EXERCISE — Word for word, return the lines below from the first through the line that has "[(294, 279), (40, 35), (663, 150)]", dropping the pictures.

DATA PROVIDED —

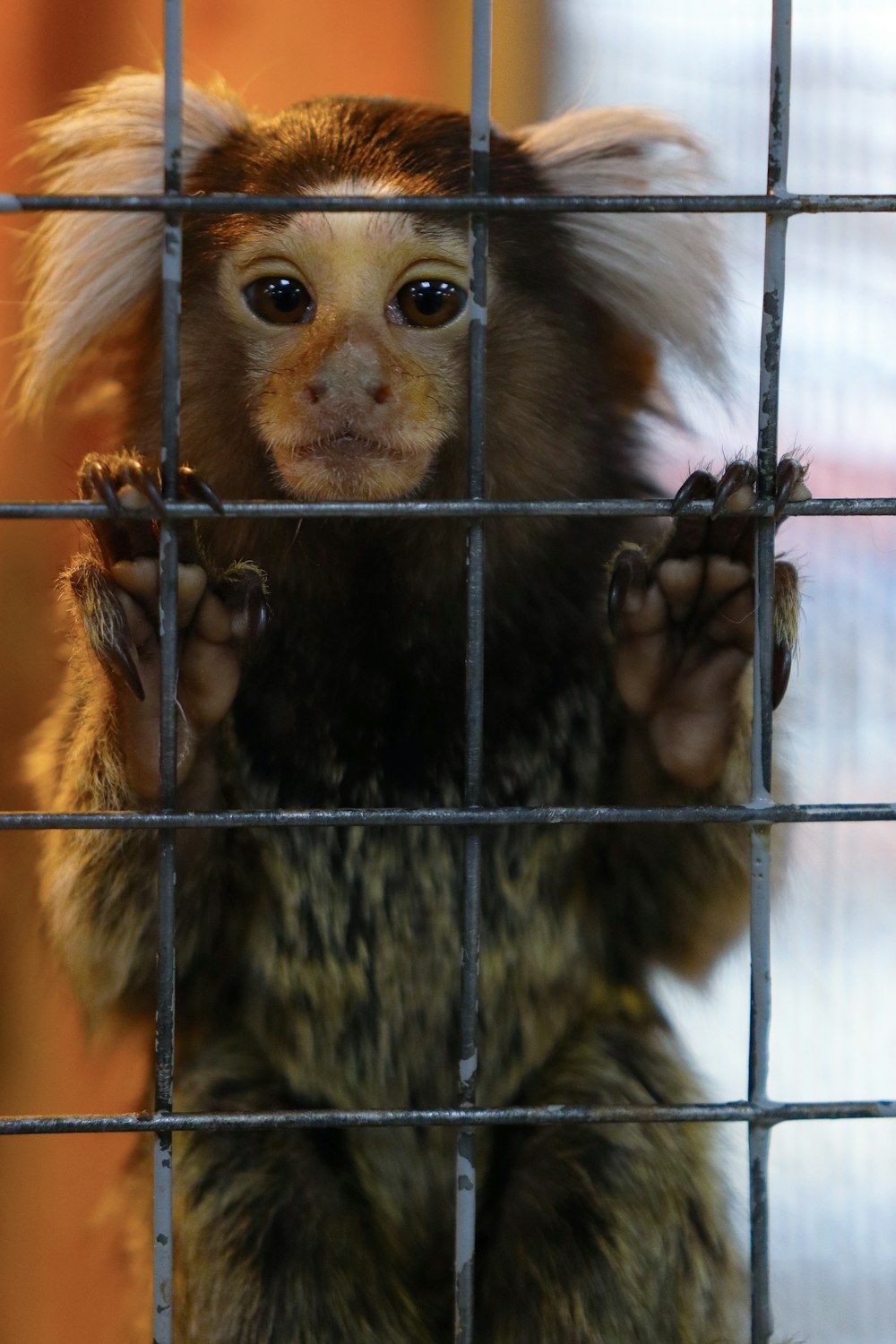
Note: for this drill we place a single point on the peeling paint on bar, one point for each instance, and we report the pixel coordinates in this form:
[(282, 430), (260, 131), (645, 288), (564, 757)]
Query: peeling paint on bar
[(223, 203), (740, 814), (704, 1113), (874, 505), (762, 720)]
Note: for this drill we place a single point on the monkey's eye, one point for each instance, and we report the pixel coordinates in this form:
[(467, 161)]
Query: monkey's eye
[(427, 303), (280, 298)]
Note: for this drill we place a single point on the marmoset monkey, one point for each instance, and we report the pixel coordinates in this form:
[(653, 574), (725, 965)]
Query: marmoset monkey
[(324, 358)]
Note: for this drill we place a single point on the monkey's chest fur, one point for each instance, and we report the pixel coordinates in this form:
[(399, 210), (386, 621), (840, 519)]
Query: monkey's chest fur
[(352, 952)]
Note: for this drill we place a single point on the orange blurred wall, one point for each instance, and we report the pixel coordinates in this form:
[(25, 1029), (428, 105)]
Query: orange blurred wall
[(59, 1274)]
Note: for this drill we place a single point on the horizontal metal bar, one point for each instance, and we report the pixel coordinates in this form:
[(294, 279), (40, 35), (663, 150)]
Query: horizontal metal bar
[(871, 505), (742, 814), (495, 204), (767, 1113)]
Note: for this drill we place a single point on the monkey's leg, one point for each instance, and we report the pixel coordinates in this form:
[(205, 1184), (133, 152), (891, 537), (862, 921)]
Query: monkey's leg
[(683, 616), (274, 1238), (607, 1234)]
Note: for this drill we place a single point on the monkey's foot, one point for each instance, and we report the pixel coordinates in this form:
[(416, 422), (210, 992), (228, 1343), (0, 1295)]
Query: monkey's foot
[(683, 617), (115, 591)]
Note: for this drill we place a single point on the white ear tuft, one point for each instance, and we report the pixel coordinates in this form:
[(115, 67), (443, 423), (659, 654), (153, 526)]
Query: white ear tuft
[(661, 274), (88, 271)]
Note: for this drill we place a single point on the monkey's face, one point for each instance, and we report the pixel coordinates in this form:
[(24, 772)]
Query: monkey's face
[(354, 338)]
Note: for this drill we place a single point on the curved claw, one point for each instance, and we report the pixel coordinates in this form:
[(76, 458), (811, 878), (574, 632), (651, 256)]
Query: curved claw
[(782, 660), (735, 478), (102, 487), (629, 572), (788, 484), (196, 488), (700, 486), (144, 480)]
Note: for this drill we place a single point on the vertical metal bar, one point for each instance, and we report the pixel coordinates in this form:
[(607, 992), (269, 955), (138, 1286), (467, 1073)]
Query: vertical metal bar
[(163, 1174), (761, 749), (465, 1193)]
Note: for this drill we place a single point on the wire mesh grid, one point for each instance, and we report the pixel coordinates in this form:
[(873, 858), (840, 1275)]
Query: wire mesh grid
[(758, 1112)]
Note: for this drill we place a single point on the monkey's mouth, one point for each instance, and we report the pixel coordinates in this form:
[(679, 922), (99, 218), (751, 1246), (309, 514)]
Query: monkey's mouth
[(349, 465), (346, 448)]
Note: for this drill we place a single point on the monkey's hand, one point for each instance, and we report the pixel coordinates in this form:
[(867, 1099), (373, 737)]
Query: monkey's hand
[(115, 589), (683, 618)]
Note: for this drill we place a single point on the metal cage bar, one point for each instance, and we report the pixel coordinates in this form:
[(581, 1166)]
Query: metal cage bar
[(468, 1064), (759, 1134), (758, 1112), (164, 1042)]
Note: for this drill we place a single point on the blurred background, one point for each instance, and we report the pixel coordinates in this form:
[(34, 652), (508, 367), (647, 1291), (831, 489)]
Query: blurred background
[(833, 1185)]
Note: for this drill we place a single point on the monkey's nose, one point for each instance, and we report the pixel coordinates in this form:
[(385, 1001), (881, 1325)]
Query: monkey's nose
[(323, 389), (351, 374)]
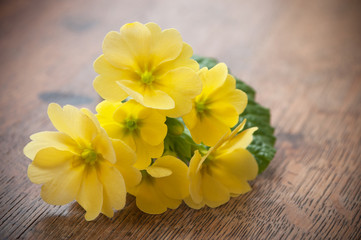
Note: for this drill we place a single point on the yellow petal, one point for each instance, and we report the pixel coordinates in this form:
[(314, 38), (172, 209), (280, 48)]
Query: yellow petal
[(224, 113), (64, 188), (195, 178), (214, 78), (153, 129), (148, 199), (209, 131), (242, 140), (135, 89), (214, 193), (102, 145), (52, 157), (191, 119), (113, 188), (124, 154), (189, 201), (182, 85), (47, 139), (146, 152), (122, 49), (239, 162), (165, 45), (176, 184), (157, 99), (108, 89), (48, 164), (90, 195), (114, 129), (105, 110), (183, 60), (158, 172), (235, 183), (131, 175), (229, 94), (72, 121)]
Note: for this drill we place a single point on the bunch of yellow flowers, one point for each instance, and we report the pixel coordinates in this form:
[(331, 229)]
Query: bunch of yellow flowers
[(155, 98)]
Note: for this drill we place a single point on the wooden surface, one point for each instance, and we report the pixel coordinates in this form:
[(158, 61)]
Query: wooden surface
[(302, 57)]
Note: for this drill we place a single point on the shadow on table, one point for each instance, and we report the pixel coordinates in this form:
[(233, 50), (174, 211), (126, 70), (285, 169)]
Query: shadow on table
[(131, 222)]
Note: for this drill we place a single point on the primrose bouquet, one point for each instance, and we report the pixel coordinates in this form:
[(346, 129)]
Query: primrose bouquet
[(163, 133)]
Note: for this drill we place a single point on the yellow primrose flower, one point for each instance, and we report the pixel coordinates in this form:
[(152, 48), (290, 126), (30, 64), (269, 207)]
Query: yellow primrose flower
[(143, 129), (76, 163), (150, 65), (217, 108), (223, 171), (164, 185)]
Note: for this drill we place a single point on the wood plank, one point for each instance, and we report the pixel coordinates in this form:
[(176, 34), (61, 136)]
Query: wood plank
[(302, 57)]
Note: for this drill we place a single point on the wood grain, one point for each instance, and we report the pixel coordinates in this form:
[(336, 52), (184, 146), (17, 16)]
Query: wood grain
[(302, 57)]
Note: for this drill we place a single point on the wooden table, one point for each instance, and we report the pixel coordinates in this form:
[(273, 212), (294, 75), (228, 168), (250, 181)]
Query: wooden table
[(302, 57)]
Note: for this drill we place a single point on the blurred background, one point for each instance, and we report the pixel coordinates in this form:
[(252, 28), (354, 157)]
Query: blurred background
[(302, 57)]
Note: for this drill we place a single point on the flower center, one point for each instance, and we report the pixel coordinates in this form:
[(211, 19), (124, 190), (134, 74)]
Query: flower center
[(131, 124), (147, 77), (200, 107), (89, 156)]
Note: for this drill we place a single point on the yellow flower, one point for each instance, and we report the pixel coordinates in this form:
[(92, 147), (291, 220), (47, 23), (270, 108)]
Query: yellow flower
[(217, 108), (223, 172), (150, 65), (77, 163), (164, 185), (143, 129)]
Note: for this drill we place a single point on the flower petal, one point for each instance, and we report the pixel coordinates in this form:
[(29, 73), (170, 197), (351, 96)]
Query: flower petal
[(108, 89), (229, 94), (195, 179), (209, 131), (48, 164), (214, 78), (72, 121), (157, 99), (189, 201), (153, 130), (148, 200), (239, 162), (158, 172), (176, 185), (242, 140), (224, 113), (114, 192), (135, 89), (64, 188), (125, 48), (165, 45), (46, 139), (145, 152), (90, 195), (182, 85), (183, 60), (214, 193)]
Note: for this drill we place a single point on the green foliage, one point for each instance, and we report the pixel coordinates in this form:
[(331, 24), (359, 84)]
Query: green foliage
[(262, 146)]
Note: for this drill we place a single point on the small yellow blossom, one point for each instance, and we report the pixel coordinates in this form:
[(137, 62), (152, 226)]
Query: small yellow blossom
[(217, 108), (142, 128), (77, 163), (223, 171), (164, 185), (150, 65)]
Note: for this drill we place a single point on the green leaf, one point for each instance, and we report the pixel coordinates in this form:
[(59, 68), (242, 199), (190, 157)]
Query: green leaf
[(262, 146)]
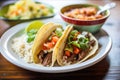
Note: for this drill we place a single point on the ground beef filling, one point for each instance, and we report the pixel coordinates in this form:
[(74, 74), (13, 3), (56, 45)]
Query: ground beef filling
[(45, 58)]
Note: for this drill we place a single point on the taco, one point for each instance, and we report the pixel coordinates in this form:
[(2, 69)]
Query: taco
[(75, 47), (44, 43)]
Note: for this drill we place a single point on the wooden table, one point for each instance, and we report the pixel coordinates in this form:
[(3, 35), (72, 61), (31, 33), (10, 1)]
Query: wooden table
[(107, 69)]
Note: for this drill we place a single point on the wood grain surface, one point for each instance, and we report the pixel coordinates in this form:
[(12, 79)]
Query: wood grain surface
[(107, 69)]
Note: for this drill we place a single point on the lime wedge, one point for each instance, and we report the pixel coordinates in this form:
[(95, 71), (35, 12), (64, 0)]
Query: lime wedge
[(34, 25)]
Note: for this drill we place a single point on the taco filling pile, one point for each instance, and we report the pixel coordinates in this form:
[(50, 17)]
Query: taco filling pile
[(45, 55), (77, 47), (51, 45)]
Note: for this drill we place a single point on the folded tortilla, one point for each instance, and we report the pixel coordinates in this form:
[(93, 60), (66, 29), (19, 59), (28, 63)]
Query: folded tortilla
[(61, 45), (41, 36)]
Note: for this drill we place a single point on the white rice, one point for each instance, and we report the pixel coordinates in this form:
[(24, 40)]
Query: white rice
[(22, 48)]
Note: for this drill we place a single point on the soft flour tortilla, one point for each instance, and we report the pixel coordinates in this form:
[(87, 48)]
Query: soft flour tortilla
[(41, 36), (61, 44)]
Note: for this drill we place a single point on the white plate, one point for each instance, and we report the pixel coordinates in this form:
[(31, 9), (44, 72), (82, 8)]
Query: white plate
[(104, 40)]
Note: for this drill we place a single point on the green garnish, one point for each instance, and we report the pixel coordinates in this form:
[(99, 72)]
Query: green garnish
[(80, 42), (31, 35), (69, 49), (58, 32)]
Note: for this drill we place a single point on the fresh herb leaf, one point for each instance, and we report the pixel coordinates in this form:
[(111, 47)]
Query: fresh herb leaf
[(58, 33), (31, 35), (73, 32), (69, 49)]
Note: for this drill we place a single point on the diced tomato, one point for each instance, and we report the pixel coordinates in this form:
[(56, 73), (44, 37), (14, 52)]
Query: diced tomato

RESPONSE AREA —
Note: for this drill we place a single point on the peeling paint on bar, one point for each instance, and we report the pixel coordinates in this form:
[(282, 430), (260, 131), (645, 288), (564, 757)]
Query: peeling paint on bar
[(223, 203), (740, 814), (704, 1113), (874, 505), (762, 720)]
Note: for this drill we place a single point on the monkey's eye, one point for each instance, and we report the pixel coordinates in this form:
[(467, 161)]
Query: monkey's eye
[(427, 303), (280, 298)]
Note: for this drill we place a single point on the marmoset monkey, one point for each instance, and we report the pixel coordinates in this form:
[(653, 574), (725, 965)]
Query: marmoset monkey
[(324, 358)]
Note: for this drill we place a single point on the monkey's chest fur, one point for each instance, and we report the pixel coordinates in this form:
[(399, 210), (386, 621), (840, 519)]
Query: monkey's chest fur
[(352, 952)]
Note: for this drill we place a single point on the orange blurred wall, one point for each instance, and we report the pixel coordinates in this form:
[(25, 1029), (428, 105)]
Query: orange blurred wall
[(59, 1274)]
Note: for this drill we place a single point on the horizontal metal bar, one point for each instance, and we report the pixel coordinates in this form:
[(294, 279), (40, 35), (663, 150)]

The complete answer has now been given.